KUTIPAN DOKUMEN:
######
Audiotorial “Mengonstruksi Realitas dalam Pilkada”

Pilkada umumnya adalah urusan meraih  suara sebanyak-banyaknya. Cara meraihnya bermacam-macam. Mulai dari menawarkan visi, misi dan kebijakan hingga membangun pesona pribadi. Kebijakan yang ditawarkan kandidat cenderung sama. Setidaknya mirip atau beririsan. Rata-rata Kandidat menawarkan dan menjanjikan kesejahteraan serta kemajuan. Sementara soal pesona diri, kandidat akan berusaha keras tampil dalam eksepresi, baik gesture maupun narasi,  agar publik berkesimpulan dialah  kandidat yang paling pantas dipilih.

Memenangi kontestasi, memang benar, bukan satu-satunya tujuan pilkada. Ada tujuan yang lebih besar, yakni membuminya demokrasi. Ketika pemilunya berkualitas dan berintegritas,  maka tidak ada istilah kalah menang. Semuanya menang, karena demokrasi melembaga. Tetapi, bahwa pilkada lekat dengan urusan kalah-menang juga sebuah fakta yang tidak bisa dipungkiri.

Begitulah, sudah menjadi pengetahuan umum dalam pilkada kandidat akan berusaha keras merebut hati rakyat. Merebut hati pemilih. Caranya, itu tadi, menawarkan visi, misi dan kebijakan. Bersamaan dengan itu kandidat biasanya membangun pesona diri yang dengan pesona itu publik diharapkan  sampai pada kesimpulan dialah kandidat yang paling pantas dipilih.
######
DATA MENTAH:

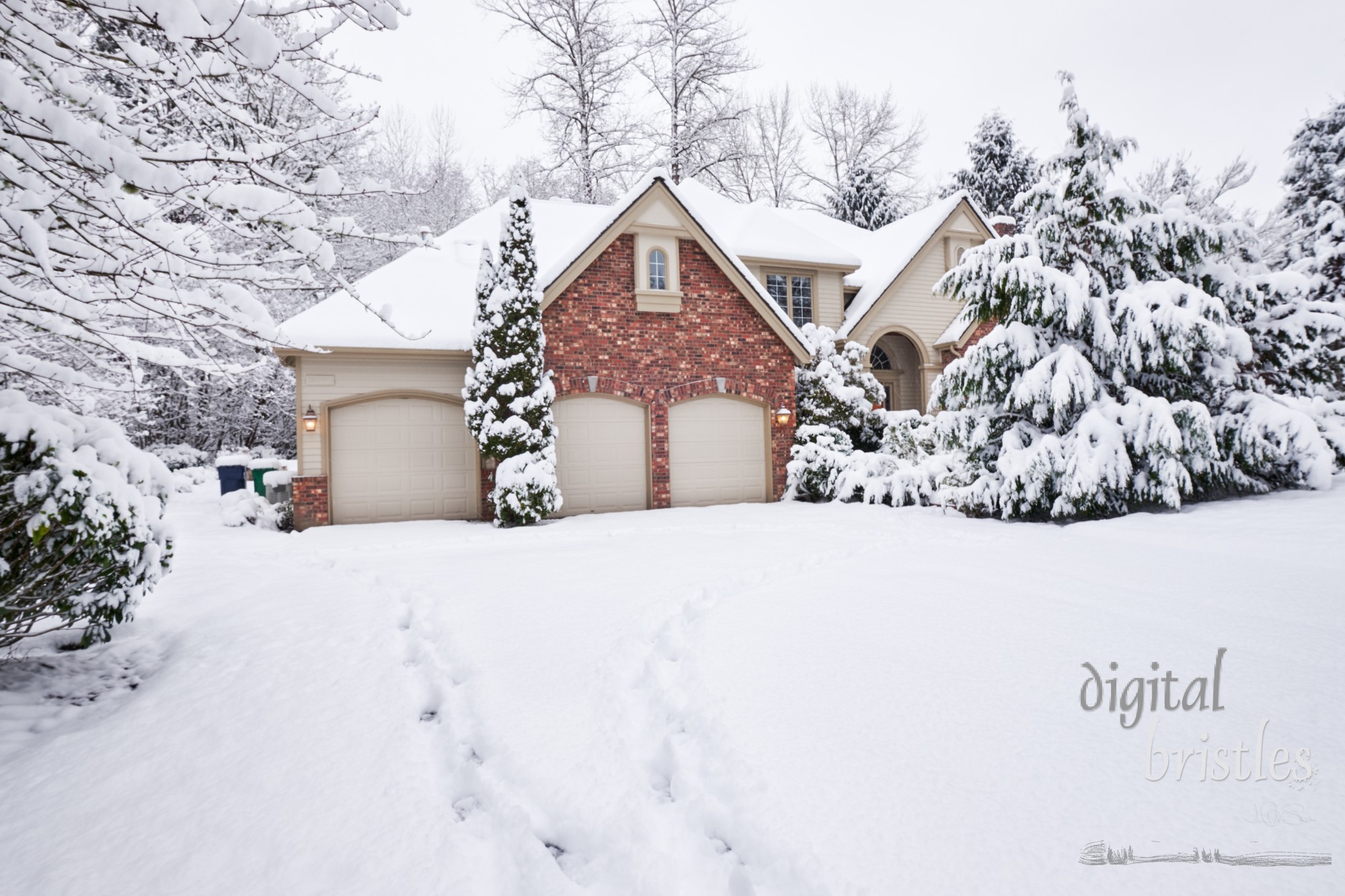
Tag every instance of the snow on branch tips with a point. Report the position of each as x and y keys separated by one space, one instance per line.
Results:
x=1143 y=358
x=146 y=197
x=509 y=392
######
DAFTAR TUGAS:
(1) Jawab pertanyaan berikut berdasarkan tajuk tentang pilkada:
(a) Apa yang rata-rata ditawarkan dan dijanjikan kandidat?
(b) Apa tujuan yang lebih besar dari pilkada?
(c) Menurut teks, apa yang terjadi ketika pemilunya berkualitas dan berintegritas?
(2) Tolong sebutkan semua cara meraih suara yang disebut dalam paragraf pertama tajuk tentang pilkada.
(3) Kutip persis bagian tajuk tentang pilkada yang dimulai dari "Pilkada umumnya adalah" dan berlanjut hingga "dialah  kandidat yang paling pantas dipilih.".

JAWABAN:
(1)
(a) Kesejahteraan serta kemajuan.
(b) Membuminya demokrasi.
(c) Tidak ada istilah kalah menang; semuanya menang karena demokrasi melembaga.

(2)
- Menawarkan visi
- Menawarkan misi
- Menawarkan kebijakan
- Membangun pesona pribadi

(3)
Pilkada umumnya adalah urusan meraih  suara sebanyak-banyaknya. Cara meraihnya bermacam-macam. Mulai dari menawarkan visi, misi dan kebijakan hingga membangun pesona pribadi. Kebijakan yang ditawarkan kandidat cenderung sama. Setidaknya mirip atau beririsan. Rata-rata Kandidat menawarkan dan menjanjikan kesejahteraan serta kemajuan. Sementara soal pesona diri, kandidat akan berusaha keras tampil dalam eksepresi, baik gesture maupun narasi,  agar publik berkesimpulan dialah  kandidat yang paling pantas dipilih.